Aufgabe 1: Gib den Forumsthread zum Angeln in Florida von „Bin nun schon“ bis „GAR NICHT! :c).“ wieder und ändere dabei „Anbieter“ in „Vermieter“.
Aufgabe 2: Fasse den Absatz des Forumsthreads zum Angeln in Florida, der mit „Key Colony befindet sich übrigens“ beginnt, in einem kürzeren Satz zusammen, ohne seine wesentlichen Angaben wegzulassen.
Aufgabe 3: Setze den Forumsthread zum Angeln in Florida nach seiner letzten Zeile fort.

Vorliegender Text:
——
Diesmal haben wir uns für praktisch 100% Keys entschieden (bis auf die zwei/drei Tage BassPro-Shop :q ***GRINS***)...ok, wird wohl noch in den einen oder anderen "Schuhladen" gehen! 

Key Colony befindet sich übrigens ca. 3 km von Marathon und 15km von Islamorada entfernt (zwischen beiden Inseln)...wir sind also GENAU IN DEN FISCHREICHSTEN Gewässern #6 ***JUBEL***

Bin nun schon seit über einer Woche am Suchen nach einem passenden Boot (leider antworten die Anbieter nicht gerade schnell...besser gesagt GAR NICHT! :c).

Nun ja...wird schon klappen.

Allerdings bin ich noch nicht so ganz sicher, ob es ein Boot zum Fischen in den Flats werden soll, oder eher ein Boot zum Offshore-Fischen.  |kopfkrat 

Anscheinend soll es ab Mai und Juni beste Chancen zum Fischen in den Flats bieten (Guck mal hier):


> *MAY/JUNE**
> 
> *Back-Country:* Absolute best months for sight fishing for Tarpon on the flats, Bonefish, Permit, Barracuda.
> 
> ...




"Echtes" Offshore fängt dann anscheinend erst ab Juli an (guckst Du):



> *JULY/AUGUST*
> *Offshore:* Dolphin, Wahoo, Bonito. Und ab September kommen dann die ersten Sails




*Aber vielleicht hat ja noch jemand von Euch ein paar echte, klasse Tips für Bootsverleiher (mit denen Ihr vielleicht schon positive Erfahrungen gemacht habt). 

Aber Tips zum Fischen in den Flats und Offshore nehme ich natürlich auch gerne an ! :m*

Grüßle aus Stuagat #h
Robert


----------



## wodibo (2. März 2005)

*AW: Angeln in Florida*



			
				Fischmäulchen schrieb:
			
		

> Wodibo
> 
> ...ich mach mir vor Lachen fast ins Hemd |bla:  (fieses Luder)




ist doch wahr, männo  :c


----------



## Timmy (2. März 2005)

*AW: Angeln in Florida*

Wünsche Euch ganz viel Spaß und noch mehr Erfolg beim Fischen.

*Könnt Ihr mir zufällig 2 Scotty Downrigger mitbringen?* 

Das wär lieb...:m 

War vor 2 Jahren das letzte mal in Florida - könnt mich in den Arsch beissen,daß ich damals nicht zugeschlagen hab#q ..................aber Ihr bringt die mir doch bestimmt mit...........hihi.......|supergri 

Alles Liebe,Timmy#h


----------



## Fischmäulchen (2. März 2005)
——
Auszüge aus einem Datensatz zur Punktbeschriftung:
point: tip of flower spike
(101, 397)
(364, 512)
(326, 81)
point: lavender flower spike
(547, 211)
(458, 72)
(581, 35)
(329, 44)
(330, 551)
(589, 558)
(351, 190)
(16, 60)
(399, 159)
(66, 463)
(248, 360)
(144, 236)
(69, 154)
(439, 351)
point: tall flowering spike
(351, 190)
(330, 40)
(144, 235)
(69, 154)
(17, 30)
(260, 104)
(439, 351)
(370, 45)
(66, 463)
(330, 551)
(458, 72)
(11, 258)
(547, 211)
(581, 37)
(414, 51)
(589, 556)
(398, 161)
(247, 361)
——
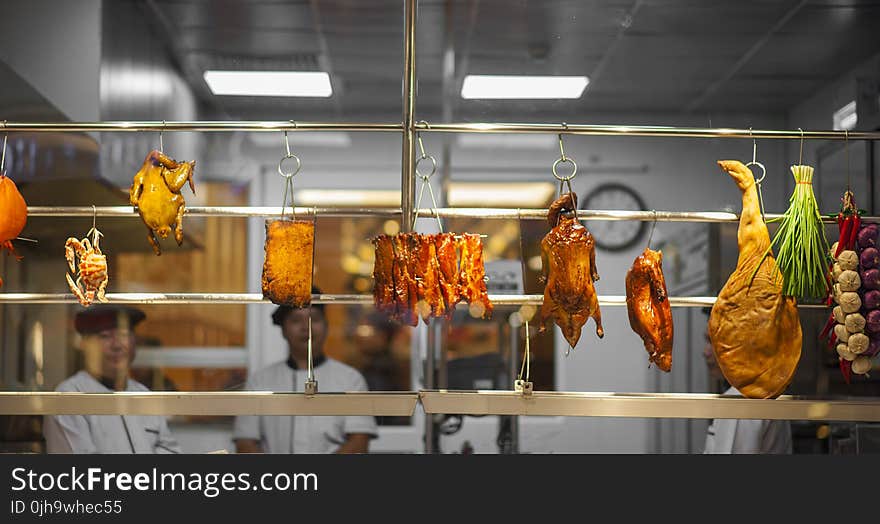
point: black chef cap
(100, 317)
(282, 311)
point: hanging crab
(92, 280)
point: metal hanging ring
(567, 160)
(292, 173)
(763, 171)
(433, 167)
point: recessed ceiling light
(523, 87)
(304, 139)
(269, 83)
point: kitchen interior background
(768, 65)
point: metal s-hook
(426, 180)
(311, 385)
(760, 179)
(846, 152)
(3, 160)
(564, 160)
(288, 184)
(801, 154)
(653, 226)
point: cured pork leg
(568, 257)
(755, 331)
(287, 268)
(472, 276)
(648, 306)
——
Ergebnis 1:
Bin nun schon seit über einer Woche am Suchen nach einem passenden Boot (leider antworten die Vermieter nicht gerade schnell...besser gesagt GAR NICHT! :c).

Ergebnis 2: Key Colony liegt zwischen Marathon (ca. 3 km entfernt) und Islamorada (15 km entfernt) und damit mitten in den fischreichsten Gewässern.

Ergebnis 3:
*AW: Angeln in Florida*

..... hier zur Einstimmung!


----------



## Fischmäulchen (2. März 2005)

*AW: Angeln in Florida*

.... soll ich wegen deinen Downrigger Platz im Koffer vergeuden? #d


----------



## Fischmäulchen (2. März 2005)

*AW: Angeln in Florida*

zuerst die Fotos für´s Gemüt und nun die für die Tränensäcke #h


----------



## Nick_A (2. März 2005)

*AW: Angeln in Florida*

Dann muß ich doch glatt auch ein paar Fotos zur Einstimmung reinstellen!


----------



## Timmy (2. März 2005)

*AW: Angeln in Florida*



			
				Fischmäulchen schrieb:
			
		

> .... soll ich wegen deinen Downrigger Platz im Koffer vergeuden? #d


 
Mensch,ich habs mir fast gedacht!|supergri :c |supergri 


War doch bloß Spass! Eh klar!

Kauft schön ein und viel Spaß nochmal.|wavey:


----------



## Fischmäulchen (2. März 2005)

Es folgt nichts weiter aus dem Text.